◆ Do this:
Rewrite the records below as a numbered list, starting at the beginning of the records and including the line that contains "<point>209,260</point>". Omit blank lines and pictures.

+ + +

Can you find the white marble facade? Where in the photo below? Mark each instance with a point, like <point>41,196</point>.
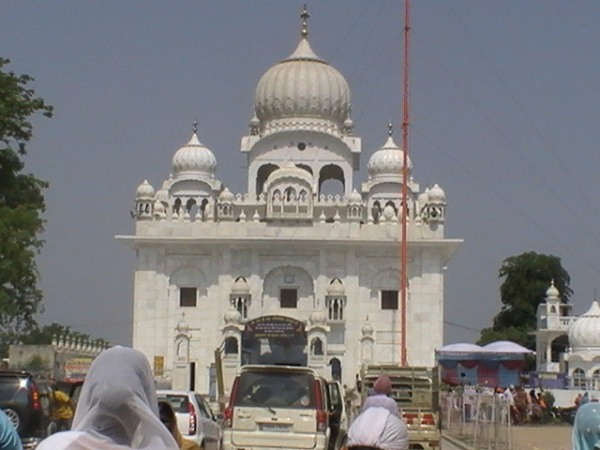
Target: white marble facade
<point>209,260</point>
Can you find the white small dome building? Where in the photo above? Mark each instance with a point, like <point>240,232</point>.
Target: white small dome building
<point>584,332</point>
<point>284,271</point>
<point>583,358</point>
<point>194,158</point>
<point>388,161</point>
<point>144,190</point>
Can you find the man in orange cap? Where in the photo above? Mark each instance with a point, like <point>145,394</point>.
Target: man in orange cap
<point>381,396</point>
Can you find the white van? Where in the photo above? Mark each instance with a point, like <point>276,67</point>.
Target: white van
<point>283,407</point>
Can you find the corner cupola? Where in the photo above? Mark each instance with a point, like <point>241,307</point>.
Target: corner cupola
<point>387,162</point>
<point>194,159</point>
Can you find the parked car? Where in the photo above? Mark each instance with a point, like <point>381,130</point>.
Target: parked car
<point>271,406</point>
<point>195,419</point>
<point>20,400</point>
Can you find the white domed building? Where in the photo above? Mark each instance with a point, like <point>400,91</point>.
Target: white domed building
<point>288,271</point>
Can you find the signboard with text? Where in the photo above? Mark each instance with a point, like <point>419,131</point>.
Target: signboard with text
<point>275,327</point>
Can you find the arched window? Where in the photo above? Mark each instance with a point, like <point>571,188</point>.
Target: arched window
<point>578,378</point>
<point>557,346</point>
<point>231,347</point>
<point>336,369</point>
<point>192,208</point>
<point>290,195</point>
<point>177,206</point>
<point>331,180</point>
<point>596,379</point>
<point>376,212</point>
<point>305,167</point>
<point>391,203</point>
<point>261,176</point>
<point>316,347</point>
<point>336,308</point>
<point>203,207</point>
<point>241,304</point>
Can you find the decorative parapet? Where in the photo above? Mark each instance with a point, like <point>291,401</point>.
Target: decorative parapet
<point>67,343</point>
<point>324,208</point>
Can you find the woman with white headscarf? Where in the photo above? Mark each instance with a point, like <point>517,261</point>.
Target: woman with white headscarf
<point>117,408</point>
<point>377,428</point>
<point>586,427</point>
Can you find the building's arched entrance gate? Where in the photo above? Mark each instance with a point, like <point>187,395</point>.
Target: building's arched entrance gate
<point>274,340</point>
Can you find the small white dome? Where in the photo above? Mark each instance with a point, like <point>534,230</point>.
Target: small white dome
<point>159,208</point>
<point>389,213</point>
<point>144,190</point>
<point>336,288</point>
<point>355,197</point>
<point>437,194</point>
<point>424,197</point>
<point>318,317</point>
<point>303,86</point>
<point>240,287</point>
<point>226,195</point>
<point>552,293</point>
<point>584,332</point>
<point>194,158</point>
<point>232,315</point>
<point>387,161</point>
<point>367,328</point>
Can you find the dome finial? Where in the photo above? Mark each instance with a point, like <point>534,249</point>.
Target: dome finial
<point>304,15</point>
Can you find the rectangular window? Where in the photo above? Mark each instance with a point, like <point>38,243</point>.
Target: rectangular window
<point>187,296</point>
<point>389,299</point>
<point>288,298</point>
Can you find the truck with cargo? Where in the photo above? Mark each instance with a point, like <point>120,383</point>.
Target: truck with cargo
<point>416,391</point>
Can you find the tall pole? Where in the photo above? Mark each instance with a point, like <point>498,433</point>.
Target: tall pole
<point>405,123</point>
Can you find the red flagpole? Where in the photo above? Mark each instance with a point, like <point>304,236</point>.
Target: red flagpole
<point>405,124</point>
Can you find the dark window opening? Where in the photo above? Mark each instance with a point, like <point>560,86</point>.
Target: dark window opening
<point>389,299</point>
<point>261,176</point>
<point>231,347</point>
<point>289,298</point>
<point>187,296</point>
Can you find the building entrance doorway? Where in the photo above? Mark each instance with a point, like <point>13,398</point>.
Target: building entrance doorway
<point>274,340</point>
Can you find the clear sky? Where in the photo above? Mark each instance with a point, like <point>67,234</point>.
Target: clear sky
<point>504,110</point>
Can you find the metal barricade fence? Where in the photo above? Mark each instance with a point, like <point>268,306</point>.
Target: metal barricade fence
<point>480,419</point>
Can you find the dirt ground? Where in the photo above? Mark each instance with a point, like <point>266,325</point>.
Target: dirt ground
<point>542,437</point>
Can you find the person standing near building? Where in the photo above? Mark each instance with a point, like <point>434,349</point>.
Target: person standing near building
<point>377,428</point>
<point>9,438</point>
<point>381,397</point>
<point>168,418</point>
<point>62,409</point>
<point>586,428</point>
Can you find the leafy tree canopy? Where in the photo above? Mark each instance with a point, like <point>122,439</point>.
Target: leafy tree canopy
<point>526,278</point>
<point>21,207</point>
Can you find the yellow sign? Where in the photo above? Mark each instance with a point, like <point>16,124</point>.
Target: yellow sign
<point>159,365</point>
<point>76,368</point>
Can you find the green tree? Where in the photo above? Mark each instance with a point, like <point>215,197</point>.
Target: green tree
<point>526,277</point>
<point>21,207</point>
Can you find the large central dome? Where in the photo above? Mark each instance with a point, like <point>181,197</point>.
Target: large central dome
<point>302,87</point>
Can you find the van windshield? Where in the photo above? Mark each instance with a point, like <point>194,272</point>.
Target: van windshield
<point>277,390</point>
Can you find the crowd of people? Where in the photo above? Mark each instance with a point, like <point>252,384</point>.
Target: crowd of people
<point>525,407</point>
<point>118,409</point>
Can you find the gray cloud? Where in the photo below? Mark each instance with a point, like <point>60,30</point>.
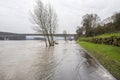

+ + +

◆ Expected answer:
1. Can you find the white marble facade? Where in the photo below? Mark each instance with a point, like <point>41,196</point>.
2. Target: white marble facade
3. <point>209,260</point>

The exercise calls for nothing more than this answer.